Dass kurz nach der Reformation die Seuche grassierte konnte nur bedeuten, dass
Gott die Umgestaltung des kirchlichen
Lebens missfiel. War die Pest womöglich
eine Strafe, weil man die Heiligen, die
Heiligenverehrung und die alten Riten
aus der Kirche verbannt hatte? Man behalf sich, indem man dreissig Männer
und Frauen aus dem Umfeld des Pestspitals verhaftete und als angebliche Pestverbreiter hinrichtete. Damit wurde aus
der vermuteten göttlichen Strafe eine irdische Angelegenheit, die man mit der
Beseitigung der angeblichen Schuldigen
aus der Welt schaffte.

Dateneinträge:
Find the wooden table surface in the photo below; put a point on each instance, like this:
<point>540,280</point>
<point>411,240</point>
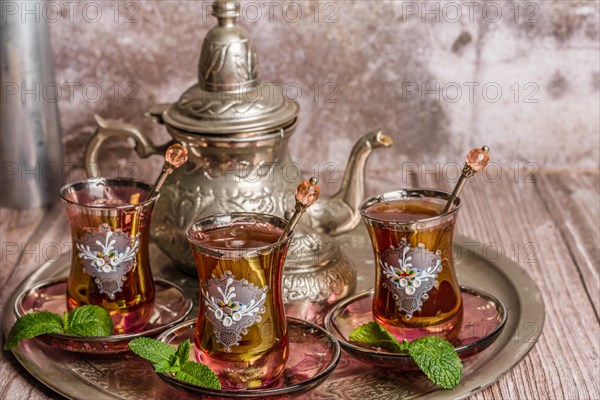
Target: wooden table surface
<point>548,222</point>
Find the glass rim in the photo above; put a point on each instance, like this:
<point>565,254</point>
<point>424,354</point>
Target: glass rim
<point>109,182</point>
<point>403,194</point>
<point>279,242</point>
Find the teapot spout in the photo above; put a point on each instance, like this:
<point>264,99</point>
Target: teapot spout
<point>337,214</point>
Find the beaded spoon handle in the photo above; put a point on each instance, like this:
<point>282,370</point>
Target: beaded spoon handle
<point>175,157</point>
<point>306,194</point>
<point>476,161</point>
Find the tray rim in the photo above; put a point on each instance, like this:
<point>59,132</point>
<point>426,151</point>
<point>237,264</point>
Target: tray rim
<point>187,309</point>
<point>535,310</point>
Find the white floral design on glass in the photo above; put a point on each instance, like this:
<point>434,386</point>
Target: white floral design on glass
<point>410,273</point>
<point>232,306</point>
<point>108,256</point>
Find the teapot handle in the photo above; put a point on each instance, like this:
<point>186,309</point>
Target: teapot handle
<point>110,128</point>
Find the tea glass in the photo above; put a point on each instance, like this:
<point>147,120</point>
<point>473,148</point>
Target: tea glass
<point>416,290</point>
<point>110,222</point>
<point>241,331</point>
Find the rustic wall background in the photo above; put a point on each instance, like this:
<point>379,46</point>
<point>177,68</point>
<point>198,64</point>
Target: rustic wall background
<point>440,77</point>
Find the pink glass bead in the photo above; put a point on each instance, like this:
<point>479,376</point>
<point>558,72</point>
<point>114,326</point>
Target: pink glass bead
<point>307,192</point>
<point>477,159</point>
<point>176,155</point>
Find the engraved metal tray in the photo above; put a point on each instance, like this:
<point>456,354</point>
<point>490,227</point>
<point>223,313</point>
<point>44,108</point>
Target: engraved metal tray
<point>129,377</point>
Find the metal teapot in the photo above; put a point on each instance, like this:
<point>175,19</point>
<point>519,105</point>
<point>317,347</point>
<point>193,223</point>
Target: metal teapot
<point>237,129</point>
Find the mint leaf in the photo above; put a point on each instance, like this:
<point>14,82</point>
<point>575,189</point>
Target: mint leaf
<point>183,351</point>
<point>89,321</point>
<point>198,374</point>
<point>437,359</point>
<point>152,350</point>
<point>375,335</point>
<point>32,325</point>
<point>164,358</point>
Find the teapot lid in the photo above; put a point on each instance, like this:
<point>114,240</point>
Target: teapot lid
<point>230,98</point>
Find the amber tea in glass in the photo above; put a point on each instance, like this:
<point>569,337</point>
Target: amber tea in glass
<point>416,291</point>
<point>241,331</point>
<point>110,222</point>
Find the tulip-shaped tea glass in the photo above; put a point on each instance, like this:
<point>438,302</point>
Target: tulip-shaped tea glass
<point>110,221</point>
<point>241,331</point>
<point>416,291</point>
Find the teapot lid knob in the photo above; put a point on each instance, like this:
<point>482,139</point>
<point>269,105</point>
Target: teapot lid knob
<point>226,11</point>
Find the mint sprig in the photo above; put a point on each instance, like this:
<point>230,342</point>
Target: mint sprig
<point>376,335</point>
<point>437,359</point>
<point>435,356</point>
<point>165,358</point>
<point>87,320</point>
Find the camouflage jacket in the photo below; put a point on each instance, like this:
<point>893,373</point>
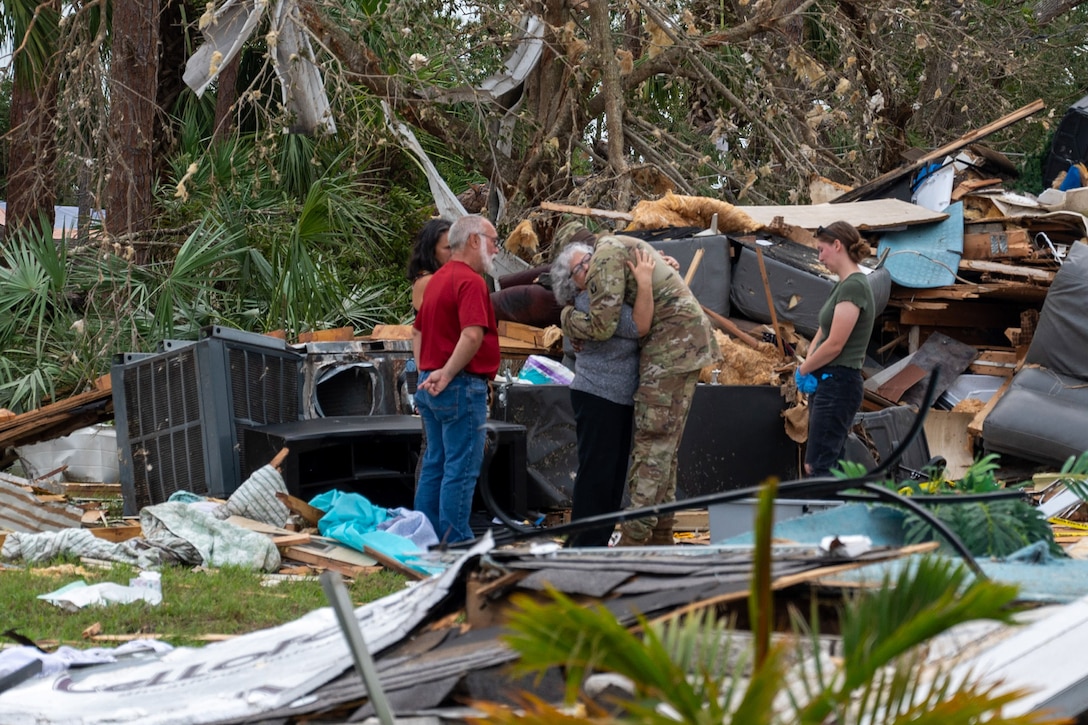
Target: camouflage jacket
<point>680,339</point>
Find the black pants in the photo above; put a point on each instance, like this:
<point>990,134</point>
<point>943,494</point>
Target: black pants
<point>604,451</point>
<point>831,410</point>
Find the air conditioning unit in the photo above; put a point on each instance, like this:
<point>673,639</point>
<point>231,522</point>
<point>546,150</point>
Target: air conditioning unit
<point>178,413</point>
<point>351,378</point>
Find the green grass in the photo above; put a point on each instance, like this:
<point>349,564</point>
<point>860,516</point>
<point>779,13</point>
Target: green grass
<point>195,603</point>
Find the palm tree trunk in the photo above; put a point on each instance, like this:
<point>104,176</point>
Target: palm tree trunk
<point>133,91</point>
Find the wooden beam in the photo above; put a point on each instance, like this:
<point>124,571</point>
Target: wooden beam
<point>887,180</point>
<point>585,211</point>
<point>1011,270</point>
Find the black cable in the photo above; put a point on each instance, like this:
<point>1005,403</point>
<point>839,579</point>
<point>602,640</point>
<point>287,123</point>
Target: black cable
<point>811,488</point>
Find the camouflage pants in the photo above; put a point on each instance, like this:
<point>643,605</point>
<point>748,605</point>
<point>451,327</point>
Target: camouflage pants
<point>660,412</point>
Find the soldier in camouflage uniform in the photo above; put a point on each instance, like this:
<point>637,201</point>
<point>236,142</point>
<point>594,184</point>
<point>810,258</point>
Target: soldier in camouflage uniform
<point>679,344</point>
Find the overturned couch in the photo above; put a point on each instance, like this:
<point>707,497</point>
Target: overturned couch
<point>1043,415</point>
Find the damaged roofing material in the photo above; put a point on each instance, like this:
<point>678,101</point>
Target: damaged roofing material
<point>238,679</point>
<point>227,28</point>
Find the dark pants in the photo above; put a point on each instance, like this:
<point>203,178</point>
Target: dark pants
<point>604,450</point>
<point>831,410</point>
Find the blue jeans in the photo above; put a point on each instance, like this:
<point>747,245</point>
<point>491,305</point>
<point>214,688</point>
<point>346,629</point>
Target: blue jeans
<point>455,424</point>
<point>831,410</point>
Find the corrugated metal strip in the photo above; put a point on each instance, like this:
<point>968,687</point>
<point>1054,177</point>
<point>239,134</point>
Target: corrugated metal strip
<point>23,512</point>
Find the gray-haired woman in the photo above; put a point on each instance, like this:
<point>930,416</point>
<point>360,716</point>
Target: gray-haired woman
<point>602,395</point>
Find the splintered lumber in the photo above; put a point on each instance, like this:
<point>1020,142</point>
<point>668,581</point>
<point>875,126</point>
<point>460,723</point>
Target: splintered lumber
<point>887,180</point>
<point>520,332</point>
<point>994,363</point>
<point>309,514</point>
<point>975,427</point>
<point>693,267</point>
<point>998,268</point>
<point>58,419</point>
<point>116,533</point>
<point>391,332</point>
<point>728,326</point>
<point>770,300</point>
<point>1012,244</point>
<point>585,211</point>
<point>325,554</point>
<point>336,334</point>
<point>792,232</point>
<point>291,540</point>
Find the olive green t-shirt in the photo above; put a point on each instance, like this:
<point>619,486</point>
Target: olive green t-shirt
<point>855,289</point>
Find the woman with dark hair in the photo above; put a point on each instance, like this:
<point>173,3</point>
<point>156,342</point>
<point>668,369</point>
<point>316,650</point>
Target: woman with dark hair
<point>430,252</point>
<point>831,375</point>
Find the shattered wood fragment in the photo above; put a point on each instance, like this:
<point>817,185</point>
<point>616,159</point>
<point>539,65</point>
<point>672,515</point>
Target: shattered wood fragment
<point>118,533</point>
<point>994,363</point>
<point>972,184</point>
<point>391,332</point>
<point>975,428</point>
<point>884,181</point>
<point>585,211</point>
<point>309,514</point>
<point>1012,244</point>
<point>336,334</point>
<point>1029,272</point>
<point>291,540</point>
<point>57,419</point>
<point>395,565</point>
<point>799,234</point>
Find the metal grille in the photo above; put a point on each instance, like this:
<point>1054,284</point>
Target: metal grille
<point>162,403</point>
<point>263,390</point>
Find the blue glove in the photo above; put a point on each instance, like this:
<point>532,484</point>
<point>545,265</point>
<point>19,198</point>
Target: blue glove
<point>805,383</point>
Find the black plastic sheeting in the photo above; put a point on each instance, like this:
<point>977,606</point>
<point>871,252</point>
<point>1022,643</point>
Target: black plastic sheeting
<point>1043,415</point>
<point>800,284</point>
<point>1061,336</point>
<point>711,281</point>
<point>734,438</point>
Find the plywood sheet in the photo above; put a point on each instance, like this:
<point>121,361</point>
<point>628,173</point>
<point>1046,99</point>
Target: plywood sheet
<point>874,214</point>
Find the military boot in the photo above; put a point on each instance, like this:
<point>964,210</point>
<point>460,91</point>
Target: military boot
<point>627,540</point>
<point>662,536</point>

ZU ERLEDIGENDE AUFGABEN:
1 - Übersetze diesen Satz aus dem Textauszug über die Pest nach der Reformation ins Englische: „Man behalf sich, indem man dreissig Männer und Frauen aus dem Umfeld des Pestspitals verhaftete und als angebliche Pestverbreiter hinrichtete.“
2 - Schreib aus dem Textauszug über die Pest den Abschnitt ab, der mit den Worten „Dass kurz nach“ anfängt und mit „der Welt schaffte.“ aufhört.

ANTWORTEN IN REIHENFOLGE:
1 - People found a way out by arresting thirty men and women from the circle of the plague hospital and executing them as alleged spreaders of the plague.

2 -
Dass kurz nach der Reformation die Seuche grassierte konnte nur bedeuten, dass
Gott die Umgestaltung des kirchlichen
Lebens missfiel. War die Pest womöglich
eine Strafe, weil man die Heiligen, die
Heiligenverehrung und die alten Riten
aus der Kirche verbannt hatte? Man behalf sich, indem man dreissig Männer
und Frauen aus dem Umfeld des Pestspitals verhaftete und als angebliche Pestverbreiter hinrichtete. Damit wurde aus
der vermuteten göttlichen Strafe eine irdische Angelegenheit, die man mit der
Beseitigung der angeblichen Schuldigen
aus der Welt schaffte.